REQUIRED ACTIONS:
a. In the reading notes, which people are credited after the book titles, and with which book is each one paired?
b. What reasons do the reading notes give for reading Tales from the Thousand and One Nights?

Segment Start: QUOTED PASSAGE

Persian Myths, Vesta Sarkhosh Curtis. An extremely short and broad overview of everything from the titular myths to more recent epics and legends. I noticed it on the shelf, thought, “I don’t believe I’ve ever actually read that,” and polished it off in a night. Not remotely in-depth, but there are worse Cliff Notes out there, even if this book is fairly old.

Tales from the Thousand and One Nights, trans. N.J. Dawood. My immediate reasons for reading this lie at the beginning of a long and winding road involving a short story collection and me having slight OCD tendencies, but it’s also good to get myself past the baseline familiarity bestowed by cultural osmosis and into some more specific tales. Even though this is just a selection of the tales, boy howdy can you see some patterns emerging. That’s generally how folklore works, though.

Burning Roses, S.L. Huang. Novella that pairs up Little Red Riding Hood and Hou Yi, both of them middle-aged and the latter as a woman, and makes them both deal with the pasts they’ve left behind. Without spoiling anything, I’ll say that I was very pleased to see the narrative swerve at the very end rather than stopping with the trajectory it was on — that made for a lovely surprise.

Night Parade of 100 Demons my own work doesn’t count.

Segment End: QUOTED PASSAGE
Segment Start: MATERIAL SUPPLIED

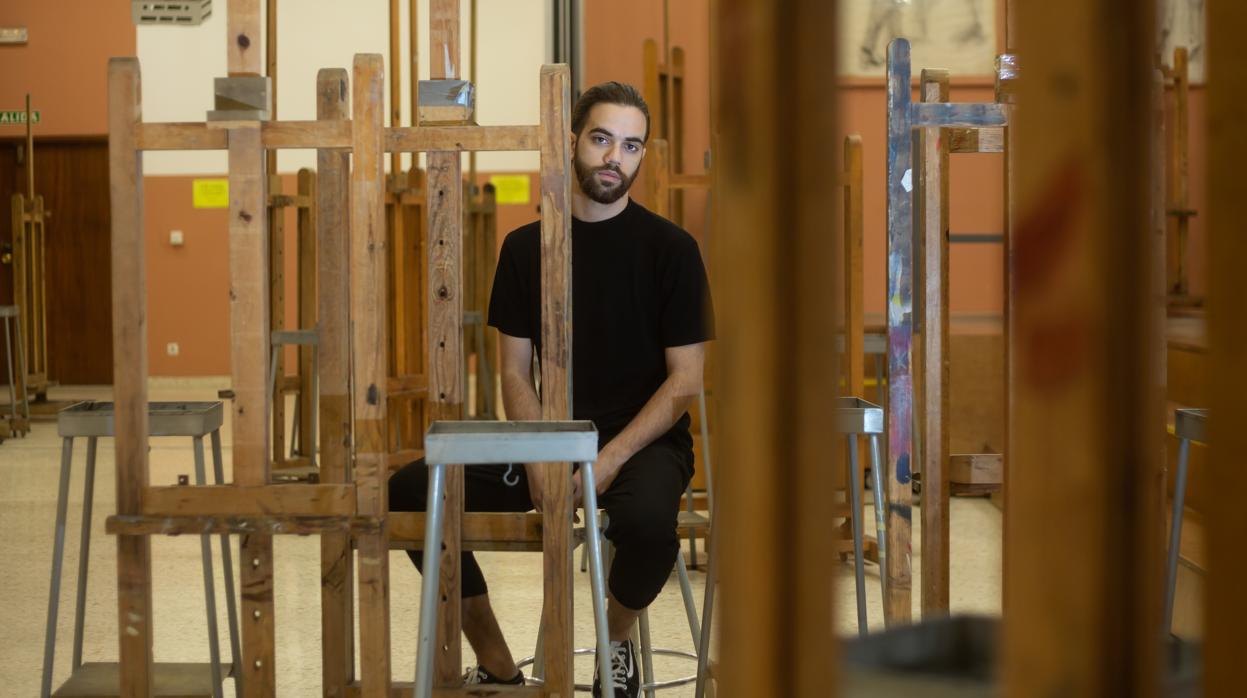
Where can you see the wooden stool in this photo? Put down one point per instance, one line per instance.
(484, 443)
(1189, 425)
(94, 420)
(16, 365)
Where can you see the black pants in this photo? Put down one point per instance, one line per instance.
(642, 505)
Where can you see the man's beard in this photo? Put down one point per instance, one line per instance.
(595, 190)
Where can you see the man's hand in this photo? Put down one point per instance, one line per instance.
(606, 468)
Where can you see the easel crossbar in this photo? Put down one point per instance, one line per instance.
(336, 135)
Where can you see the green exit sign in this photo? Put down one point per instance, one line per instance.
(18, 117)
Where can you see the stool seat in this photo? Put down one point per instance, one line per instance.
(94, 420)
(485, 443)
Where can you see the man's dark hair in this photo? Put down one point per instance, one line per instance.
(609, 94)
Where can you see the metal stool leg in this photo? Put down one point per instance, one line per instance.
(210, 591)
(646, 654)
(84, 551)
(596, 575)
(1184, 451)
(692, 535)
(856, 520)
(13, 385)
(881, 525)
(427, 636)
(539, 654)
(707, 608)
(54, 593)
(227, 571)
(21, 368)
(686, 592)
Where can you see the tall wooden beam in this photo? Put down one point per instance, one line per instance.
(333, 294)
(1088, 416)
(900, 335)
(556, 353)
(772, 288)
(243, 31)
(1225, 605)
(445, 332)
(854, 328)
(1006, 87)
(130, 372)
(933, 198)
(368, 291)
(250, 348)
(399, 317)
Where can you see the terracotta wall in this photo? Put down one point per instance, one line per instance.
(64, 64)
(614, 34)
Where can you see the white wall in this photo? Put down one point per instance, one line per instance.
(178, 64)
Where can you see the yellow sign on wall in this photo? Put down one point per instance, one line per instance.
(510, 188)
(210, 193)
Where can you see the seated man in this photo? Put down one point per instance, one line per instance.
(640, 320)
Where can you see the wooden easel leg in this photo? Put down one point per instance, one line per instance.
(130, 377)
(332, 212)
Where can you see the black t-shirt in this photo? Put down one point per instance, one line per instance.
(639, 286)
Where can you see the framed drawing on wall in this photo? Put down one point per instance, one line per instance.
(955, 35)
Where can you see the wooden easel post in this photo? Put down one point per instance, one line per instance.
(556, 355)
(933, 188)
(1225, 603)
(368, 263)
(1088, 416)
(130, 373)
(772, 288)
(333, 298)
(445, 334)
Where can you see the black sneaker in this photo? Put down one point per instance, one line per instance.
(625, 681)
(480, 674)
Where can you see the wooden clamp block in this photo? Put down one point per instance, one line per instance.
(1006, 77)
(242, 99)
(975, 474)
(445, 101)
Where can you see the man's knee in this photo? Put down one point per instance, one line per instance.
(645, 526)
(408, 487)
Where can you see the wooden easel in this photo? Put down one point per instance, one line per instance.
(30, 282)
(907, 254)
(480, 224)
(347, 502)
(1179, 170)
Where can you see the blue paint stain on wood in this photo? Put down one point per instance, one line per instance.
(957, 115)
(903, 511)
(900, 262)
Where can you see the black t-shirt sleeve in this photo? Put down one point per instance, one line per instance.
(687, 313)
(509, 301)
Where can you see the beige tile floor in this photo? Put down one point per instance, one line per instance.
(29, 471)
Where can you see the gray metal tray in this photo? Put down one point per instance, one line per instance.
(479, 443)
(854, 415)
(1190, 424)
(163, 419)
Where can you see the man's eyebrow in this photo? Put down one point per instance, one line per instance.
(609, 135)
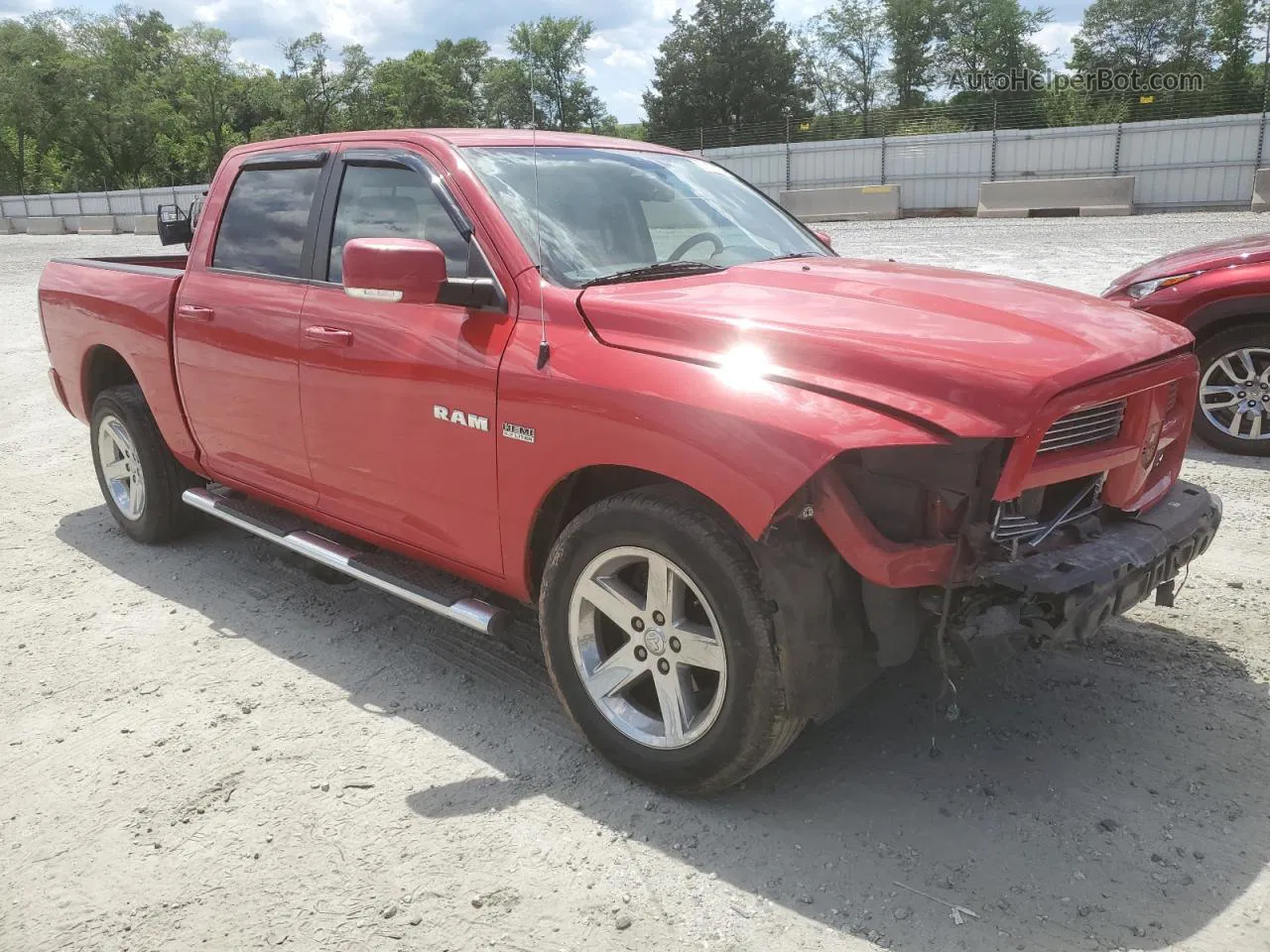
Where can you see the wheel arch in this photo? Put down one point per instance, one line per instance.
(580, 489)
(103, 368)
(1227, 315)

Segment End: MATERIAL SUPPLIED

ANSWERS TO THE EXERCISES:
a.
- Vesta Sarkhosh Curtis: Persian Myths
- N.J. Dawood (as translator): Tales from the Thousand and One Nights
- S.L. Huang: Burning Roses

b. The immediate reasons lie at the start of a long and winding road involving a short story collection and the writer's slight OCD tendencies. It is also a chance to get past the baseline familiarity that cultural osmosis gives and into some more specific tales.